[PATCH/RFC] timer: fix deadlock on cpu hotplug

From: Heiko Carstens
Date: Tue Sep 21 2010 - 10:20:33 EST


From: Heiko Carstens <heiko.carstens@xxxxxxxxxx>

I've seen the following deadlock on cpu hotplug stress test:

On cpu down the process that triggered offlining of a cpu waits for
stop_machine() to finish:

PID: 56033 TASK: e001540 CPU: 2 COMMAND: "cpu_all_off"
#0 [37aa7990] schedule at 559194
#1 [37aa7a40] schedule_timeout at 559de0
#2 [37aa7b18] wait_for_common at 558bfa
#3 [37aa7b90] __stop_cpus at 1a876e
#4 [37aa7c68] stop_cpus at 1a8a3a
#5 [37aa7c98] __stop_machine at 1a8adc
#6 [37aa7cf8] _cpu_down at 55007a
#7 [37aa7d78] cpu_down at 550280
#8 [37aa7d98] store_online at 551d48
#9 [37aa7dc0] sysfs_write_file at 2a3fa2
#10 [37aa7e18] vfs_write at 229b3c
#11 [37aa7e78] sys_write at 229d38
#12 [37aa7eb8] sysc_noemu at 1146de

All cpus actually have been synchronized and cpu 0 got offlined. However,
the migration thread on cpu 5 got preempted just between preempt_enable()
and cpu_stop_signal_done() within cpu_stopper_thread():

PID: 55622 TASK: 31a00a40 CPU: 5 COMMAND: "migration/5"
#0 [30f8bc80] schedule at 559194
#1 [30f8bd30] preempt_schedule at 559b54
#2 [30f8bd50] cpu_stopper_thread at 1a81dc
#3 [30f8be28] kthread at 163224
#4 [30f8beb8] kernel_thread_starter at 106c1a

For some reason the scheduler decided to throttle RT tasks on the runqueue
of cpu 5 (rt_throttled = 1). So as long as rt_throttled == 1 we won't see the
migration thread coming back to execution.
The only thing that would unthrottle the runqueue would be the rt_period_timer.
The timer is indeed scheduled, however in the dump I have it has been expired
for more than four hours.
The reason is simply that the timer is pending on the offlined cpu 0 and
therefore would never fire before it gets migrated to an online cpu. Before
the cpu hotplug mechanisms (cpu hotplug notifier with state CPU_DEAD) would
migrate the timer to an online cpu stop_machine() must complete ---> deadlock.

[TASK ITEM A]
Find each line of the records that contains the string "fill", and copy those lines out.
The kernel patch message and the records have nothing to do with each other.

[INPUT FOR THIS TASK]
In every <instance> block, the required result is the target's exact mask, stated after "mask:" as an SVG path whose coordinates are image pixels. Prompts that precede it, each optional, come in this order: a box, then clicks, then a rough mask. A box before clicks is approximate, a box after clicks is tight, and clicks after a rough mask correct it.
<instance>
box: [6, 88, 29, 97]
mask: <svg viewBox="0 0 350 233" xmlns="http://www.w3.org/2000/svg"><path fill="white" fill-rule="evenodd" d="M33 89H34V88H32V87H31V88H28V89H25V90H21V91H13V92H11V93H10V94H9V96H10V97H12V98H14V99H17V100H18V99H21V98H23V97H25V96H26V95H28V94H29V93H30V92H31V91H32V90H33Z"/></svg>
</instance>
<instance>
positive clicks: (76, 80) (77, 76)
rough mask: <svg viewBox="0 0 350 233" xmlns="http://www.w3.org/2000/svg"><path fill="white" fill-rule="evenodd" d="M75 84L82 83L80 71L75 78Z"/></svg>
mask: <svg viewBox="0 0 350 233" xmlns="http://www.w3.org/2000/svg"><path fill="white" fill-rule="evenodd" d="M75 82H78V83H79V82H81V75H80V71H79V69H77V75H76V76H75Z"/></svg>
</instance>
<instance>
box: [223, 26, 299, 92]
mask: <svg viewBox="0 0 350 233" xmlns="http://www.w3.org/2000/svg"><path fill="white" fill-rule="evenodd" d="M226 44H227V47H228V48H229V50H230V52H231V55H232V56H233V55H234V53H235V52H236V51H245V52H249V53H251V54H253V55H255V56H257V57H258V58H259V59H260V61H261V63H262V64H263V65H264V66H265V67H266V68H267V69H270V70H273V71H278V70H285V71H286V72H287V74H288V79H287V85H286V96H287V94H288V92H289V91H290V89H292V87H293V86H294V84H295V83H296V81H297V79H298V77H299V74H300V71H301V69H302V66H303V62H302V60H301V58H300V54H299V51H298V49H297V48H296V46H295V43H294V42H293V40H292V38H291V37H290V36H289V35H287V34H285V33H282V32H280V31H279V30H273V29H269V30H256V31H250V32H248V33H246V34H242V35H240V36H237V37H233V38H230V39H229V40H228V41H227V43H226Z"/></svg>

[TASK ITEM B]
Write what comes next in the kernel patch message about the cpu hotplug timer deadlock, starting right after its last sentence.

[ANSWER BOX A]
mask: <svg viewBox="0 0 350 233" xmlns="http://www.w3.org/2000/svg"><path fill="white" fill-rule="evenodd" d="M33 89H34V88H32V87H31V88H28V89H25V90H21V91H13V92H11V93H10V94H9V96H10V97H12V98H14V99H17V100H18V99H21V98H23V97H25V96H26V95H28V94H29V93H30V92H31V91H32V90H33Z"/></svg>
rough mask: <svg viewBox="0 0 350 233" xmlns="http://www.w3.org/2000/svg"><path fill="white" fill-rule="evenodd" d="M75 84L82 83L80 71L75 78Z"/></svg>
mask: <svg viewBox="0 0 350 233" xmlns="http://www.w3.org/2000/svg"><path fill="white" fill-rule="evenodd" d="M75 82H78V83H79V82H81V75H80V71H79V69H77V75H76V76H75Z"/></svg>
mask: <svg viewBox="0 0 350 233" xmlns="http://www.w3.org/2000/svg"><path fill="white" fill-rule="evenodd" d="M226 44H227V47H228V48H229V50H230V52H231V55H232V56H233V55H234V53H235V52H236V51H245V52H249V53H251V54H253V55H255V56H257V57H258V58H259V59H260V61H261V63H262V64H263V65H264V66H265V67H266V68H267V69H270V70H273V71H278V70H285V71H286V72H287V74H288V79H287V85H286V96H287V94H288V92H289V91H290V89H292V87H293V86H294V84H295V83H296V81H297V79H298V77H299V74H300V71H301V69H302V66H303V62H302V60H301V58H300V54H299V51H298V49H297V48H296V46H295V43H294V42H293V40H292V38H291V37H290V36H289V35H287V34H285V33H282V32H280V31H279V30H273V29H269V30H256V31H250V32H248V33H246V34H242V35H240V36H237V37H233V38H230V39H229V40H228V41H227V43H226Z"/></svg>

[ANSWER BOX B]
The fix _seems_ to be simple: just migrate timers after __cpu_disable() has
been called and use the CPU_DYING state. The subtle difference is of course
that the migration code now gets executed on the cpu that actually just is
going to disable itself instead of an arbitrary cpu that stays online.

This patch moves the migration of pending timers to an earlier time
(CPU_DYING), so that the deadlock described cannot happen anymore.

Up to now the hrtimer migration code called __hrtimer_peek_ahead_timers()
after migrating timers to the _current_ cpu. Now pending timers are moved
to a remote cpu and calling that function isn't possible anymore.
To solve that I introduced the function raise_remote_softirq() which gets
used to raise the HRTIMER_SOFTIRQ on the cpu where the timers have been
migrated to. Which will lead to execution of hrtimer_peek_ahead_timers()
as soon as softirq are executed on the remote cpu.

The proper place for such a generic function should be softirq.c, but this
is just an RFC and I would like to check if people are ok with the general
approach.
Or maybe it's possible to fix this in a better way?

Signed-off-by: Heiko Carstens <heiko.carstens@xxxxxxxxxx>
---

kernel/hrtimer.c | 30 +++++++++++++++++++++---------
kernel/timer.c | 14 ++++++++------
2 files changed, 29 insertions(+), 15 deletions(-)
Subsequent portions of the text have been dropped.